◆ Excerpted passage
Tag Archives: microsoft

Powershell & Microsoft Dynamics CRM: get results and update records for large datasets with paging

I’ve written before an example on how to use Powershell and FetchXml to get records from a Dynamics CRM instance. But there’s a limit, by default 5000 records, on how many records CRM returns in a single batch -and for good reason. There are many blog posts out there on how to increase the limit or even turn it off completely but this is missing the point: you really really really don’t want tens or hundreds of thousand -or, god forbid, millions- of records being returned in a single operation. That would probably fail for a number of reasons, not to mention it would slow the whole system to a crawl for a very long time!

So we really should do it the right way, which is to use paging. It’s not even hard! It’s basically almost the same thing, you just need to add a loop.

So that’s the code I wrote to update all active records (the filter is in the FetchXml, so you can just create yours and the code doesn’t change). I added a progress indicator so that I get a sense of performance.

#
# Source: DotJim blog (http://dandraka.com)

◆ Dataset content
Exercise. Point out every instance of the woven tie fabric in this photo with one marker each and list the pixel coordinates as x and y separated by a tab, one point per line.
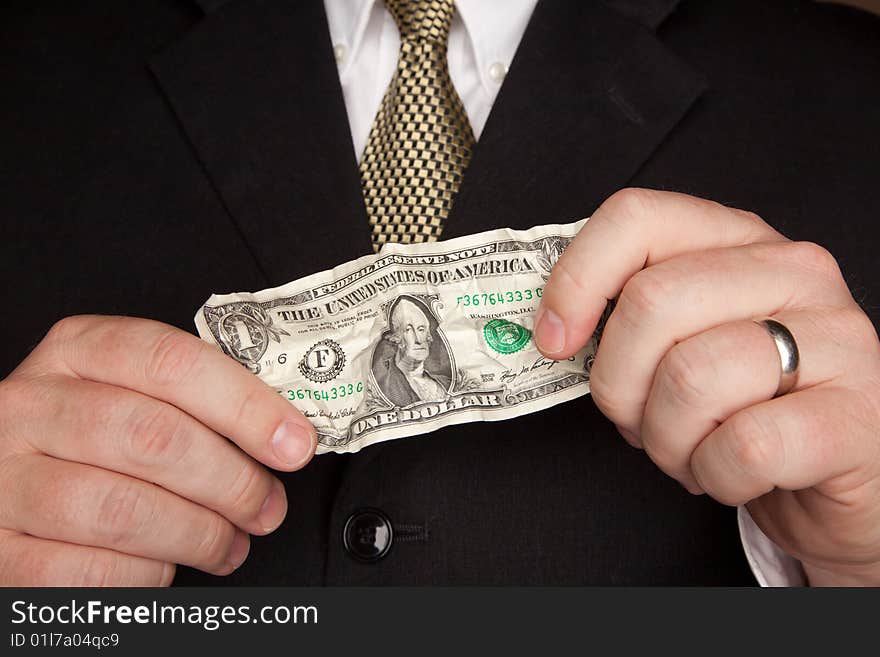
421	140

◆ Problems
[1] From the PowerShell paging post, return the passage that begins at the words "I’ve written before" and stops after "very long time!", copied word for word.
[2] According to the PowerShell paging post, how many records does CRM return in a single batch by default?
[3] Continue the post on PowerShell paging with Dynamics CRM from where it stops.

◆ Task-by-task answers
[1]
I’ve written before an example on how to use Powershell and FetchXml to get records from a Dynamics CRM instance. But there’s a limit, by default 5000 records, on how many records CRM returns in a single batch -and for good reason. There are many blog posts out there on how to increase the limit or even turn it off completely but this is missing the point: you really really really don’t want tens or hundreds of thousand -or, god forbid, millions- of records being returned in a single operation. That would probably fail for a number of reasons, not to mention it would slow the whole system to a crawl for a very long time!

[2] 5000 records.

[3]
# Jim Andrakakis, June 2020
#
# Prerequisites:
# 1. Install PS modules
#    Run the following in a powershell with admin permissions:
#       Install-Module -Name Microsoft.Xrm.Tooling.CrmConnector.PowerShell
#       Install-Module -Name Microsoft.Xrm.Data.PowerShell -AllowClobber
#
# 2. Write password file
#    Run the following and enter your user's password when prompted:
#      Read-Host -assecurestring | convertfrom-securestring | out-file C:\usr\crm\crmcred.pwd
#
# ============ Constants to change ============
$pwdFile = "C:\usr\crm\crmcred.pwd"
$username = "myuser@mycompany.com"
$serverurl = "https://myinstance.crm4.dynamics.com"
$fetchxml = "C:\usr\crm\all_active.xml"
# =============================================

Clear-Host
$ErrorActionPreference = "Stop"

# ============ Login to MS CRM ============
$password = get-content $pwdFile | convertto-securestring
$cred = new-object -typename System.Management.Automation.PSCredential -argumentlist $username,$password
try
{
    $connection = Connect-CRMOnline -Credential $cred -ServerUrl $serverurl
}
catch
{
    Write-Host $_.Exception.Message 
    exit
}
if($connection.IsReady -ne $True)
{
    $errorDescr = $connection.LastCrmError
    Write-Host "Connection not established: $errorDescr"
    exit
}
else
{
    Write-Host "Connection to $($connection.ConnectedOrgFriendlyName) successful"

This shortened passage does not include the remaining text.